### PROBLEM TO SOLVE
Extract the records below word for word and ignore the images.

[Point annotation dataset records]
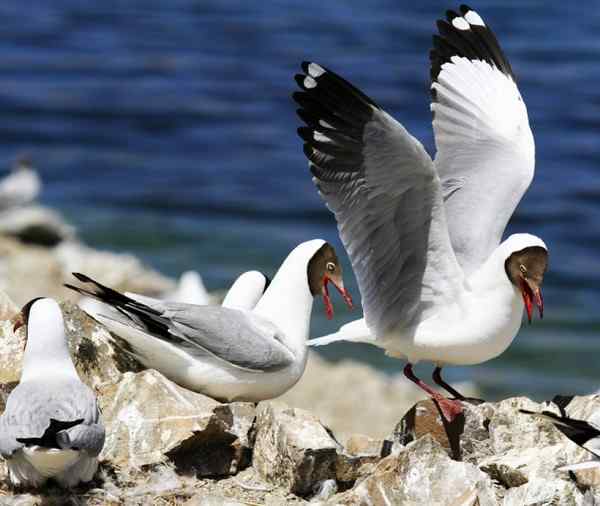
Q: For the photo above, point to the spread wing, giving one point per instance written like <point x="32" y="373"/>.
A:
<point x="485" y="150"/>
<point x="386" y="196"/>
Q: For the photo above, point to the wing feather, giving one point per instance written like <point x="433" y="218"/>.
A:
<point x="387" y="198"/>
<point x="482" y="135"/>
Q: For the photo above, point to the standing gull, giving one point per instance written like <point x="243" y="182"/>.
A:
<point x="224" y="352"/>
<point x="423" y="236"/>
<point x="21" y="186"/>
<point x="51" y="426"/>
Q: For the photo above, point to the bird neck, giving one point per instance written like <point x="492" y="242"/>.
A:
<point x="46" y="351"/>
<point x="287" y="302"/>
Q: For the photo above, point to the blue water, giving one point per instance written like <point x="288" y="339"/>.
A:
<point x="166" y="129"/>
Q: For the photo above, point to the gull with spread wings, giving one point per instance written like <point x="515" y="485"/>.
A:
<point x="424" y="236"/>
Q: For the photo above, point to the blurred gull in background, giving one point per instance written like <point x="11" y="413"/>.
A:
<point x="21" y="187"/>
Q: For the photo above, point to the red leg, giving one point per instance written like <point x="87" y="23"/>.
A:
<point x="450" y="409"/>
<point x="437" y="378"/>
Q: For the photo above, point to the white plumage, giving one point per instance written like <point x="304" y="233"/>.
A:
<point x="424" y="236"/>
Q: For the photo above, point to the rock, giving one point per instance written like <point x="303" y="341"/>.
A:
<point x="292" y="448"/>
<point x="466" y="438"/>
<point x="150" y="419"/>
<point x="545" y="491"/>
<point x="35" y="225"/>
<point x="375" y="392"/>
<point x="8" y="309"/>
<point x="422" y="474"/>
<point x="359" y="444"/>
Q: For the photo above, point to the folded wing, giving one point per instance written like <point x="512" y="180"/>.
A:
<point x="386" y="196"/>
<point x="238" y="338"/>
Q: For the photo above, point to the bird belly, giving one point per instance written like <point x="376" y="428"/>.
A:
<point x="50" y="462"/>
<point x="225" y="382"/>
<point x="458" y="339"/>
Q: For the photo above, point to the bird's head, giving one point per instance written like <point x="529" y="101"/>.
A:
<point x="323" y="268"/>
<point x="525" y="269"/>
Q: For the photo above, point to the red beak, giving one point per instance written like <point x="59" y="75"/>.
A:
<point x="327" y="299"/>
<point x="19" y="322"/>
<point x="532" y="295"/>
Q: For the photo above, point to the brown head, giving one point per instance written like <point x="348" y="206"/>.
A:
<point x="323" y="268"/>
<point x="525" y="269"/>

### EXPECTED ANSWER
Q: For the photo above, point to the spread wing, giving one point per instance written like <point x="32" y="373"/>.
A:
<point x="485" y="150"/>
<point x="386" y="196"/>
Q: For the photo above, point to the wing feather, giving one point per instance written like <point x="433" y="218"/>.
A:
<point x="387" y="198"/>
<point x="482" y="135"/>
Q: For the photo above, point to the standing gull, giving one point per instance written like <point x="243" y="182"/>.
A:
<point x="224" y="352"/>
<point x="423" y="236"/>
<point x="21" y="186"/>
<point x="51" y="426"/>
Q: For the photo above, point to the bird neck, giving one point per instance written like <point x="492" y="242"/>.
A:
<point x="46" y="351"/>
<point x="287" y="302"/>
Q: For the photo above, point to the blue water, giving one point per instance written like <point x="288" y="339"/>.
A:
<point x="166" y="129"/>
Q: For the photo above, point to the gull with spread wings, giving one point per instance written like <point x="515" y="485"/>.
A:
<point x="424" y="236"/>
Q: For the photo above, point to the blurred gull in background, giving one point per instance written like <point x="11" y="413"/>.
A:
<point x="21" y="187"/>
Q: For the photo above, point to the red leg, giving one point per instance written like <point x="87" y="23"/>.
A:
<point x="450" y="409"/>
<point x="437" y="378"/>
Q: For the photo above, point to the white plumage, giving one point per instance written like <point x="304" y="233"/>.
A:
<point x="424" y="236"/>
Q: For the photo above, point to the rock, giving one point per instance written like <point x="303" y="341"/>.
A:
<point x="292" y="448"/>
<point x="466" y="438"/>
<point x="150" y="419"/>
<point x="545" y="491"/>
<point x="35" y="225"/>
<point x="375" y="392"/>
<point x="8" y="309"/>
<point x="422" y="474"/>
<point x="359" y="444"/>
Q: For the photo above, point to the folded wing, giving one point per instance written like <point x="512" y="180"/>.
A:
<point x="386" y="196"/>
<point x="238" y="338"/>
Q: For the photo above, point to the bird belly, giving one point per instance written like <point x="376" y="428"/>.
A:
<point x="50" y="462"/>
<point x="225" y="382"/>
<point x="458" y="339"/>
Q: For the photo above, point to the bird's head, giving one point per instance written like <point x="529" y="101"/>.
A:
<point x="323" y="268"/>
<point x="525" y="269"/>
Q: For the photo above, point to the red beak, giving one point per instance written like <point x="59" y="75"/>.
A:
<point x="327" y="299"/>
<point x="19" y="322"/>
<point x="532" y="295"/>
Q: For the photo above, point to the brown head, giving one point per instance written like <point x="348" y="206"/>.
A:
<point x="323" y="268"/>
<point x="525" y="269"/>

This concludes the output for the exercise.